WHAT TO WORK ON: Using the data below, output the first line and every line after it up to and including the line containing "positive clicks: (583, 26)", exactly as written and with nothing added.

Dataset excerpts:
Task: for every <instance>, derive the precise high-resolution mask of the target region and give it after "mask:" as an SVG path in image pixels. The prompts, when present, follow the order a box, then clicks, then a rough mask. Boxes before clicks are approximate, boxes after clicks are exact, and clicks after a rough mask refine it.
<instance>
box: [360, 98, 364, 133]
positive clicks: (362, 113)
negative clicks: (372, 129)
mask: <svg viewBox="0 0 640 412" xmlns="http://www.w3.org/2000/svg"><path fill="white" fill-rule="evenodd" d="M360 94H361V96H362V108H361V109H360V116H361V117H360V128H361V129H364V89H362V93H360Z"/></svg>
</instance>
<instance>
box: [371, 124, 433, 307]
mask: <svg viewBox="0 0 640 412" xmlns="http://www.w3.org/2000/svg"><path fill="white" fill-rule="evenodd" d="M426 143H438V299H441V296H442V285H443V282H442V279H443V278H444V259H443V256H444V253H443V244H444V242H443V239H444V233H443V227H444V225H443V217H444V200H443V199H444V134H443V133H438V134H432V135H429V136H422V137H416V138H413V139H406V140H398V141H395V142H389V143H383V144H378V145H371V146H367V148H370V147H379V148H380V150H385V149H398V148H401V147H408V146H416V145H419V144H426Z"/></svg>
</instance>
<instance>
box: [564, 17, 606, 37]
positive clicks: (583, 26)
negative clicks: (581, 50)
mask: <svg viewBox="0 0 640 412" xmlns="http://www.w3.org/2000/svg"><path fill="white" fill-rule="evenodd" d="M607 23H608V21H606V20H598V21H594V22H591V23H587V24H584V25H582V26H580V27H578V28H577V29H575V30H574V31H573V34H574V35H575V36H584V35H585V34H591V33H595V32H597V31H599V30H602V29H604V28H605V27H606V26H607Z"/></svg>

EXERCISE RESPONSE:
Task: for every <instance>, derive the precise high-resolution mask of the target region and give it after "mask:" as an SVG path in image pixels. The prompts, when present, follow the order a box, then clicks, then a rough mask. Boxes before clicks are approximate, boxes after clicks are exact, and clicks after a rough mask refine it.
<instance>
box: [360, 98, 364, 133]
positive clicks: (362, 113)
negative clicks: (372, 129)
mask: <svg viewBox="0 0 640 412" xmlns="http://www.w3.org/2000/svg"><path fill="white" fill-rule="evenodd" d="M360 94H361V96H362V108H361V109H360V116H361V117H360V128H361V129H364V89H362V93H360Z"/></svg>
</instance>
<instance>
box: [371, 124, 433, 307]
mask: <svg viewBox="0 0 640 412" xmlns="http://www.w3.org/2000/svg"><path fill="white" fill-rule="evenodd" d="M426 143H438V299H441V296H442V285H443V282H442V279H443V278H444V259H443V256H444V253H443V244H444V242H443V239H444V233H443V227H444V225H443V217H444V200H443V199H444V134H443V133H438V134H432V135H429V136H422V137H416V138H413V139H406V140H398V141H395V142H389V143H383V144H378V145H371V146H367V148H370V147H379V148H380V150H385V149H398V148H401V147H408V146H416V145H419V144H426Z"/></svg>
</instance>
<instance>
box: [564, 17, 606, 37]
positive clicks: (583, 26)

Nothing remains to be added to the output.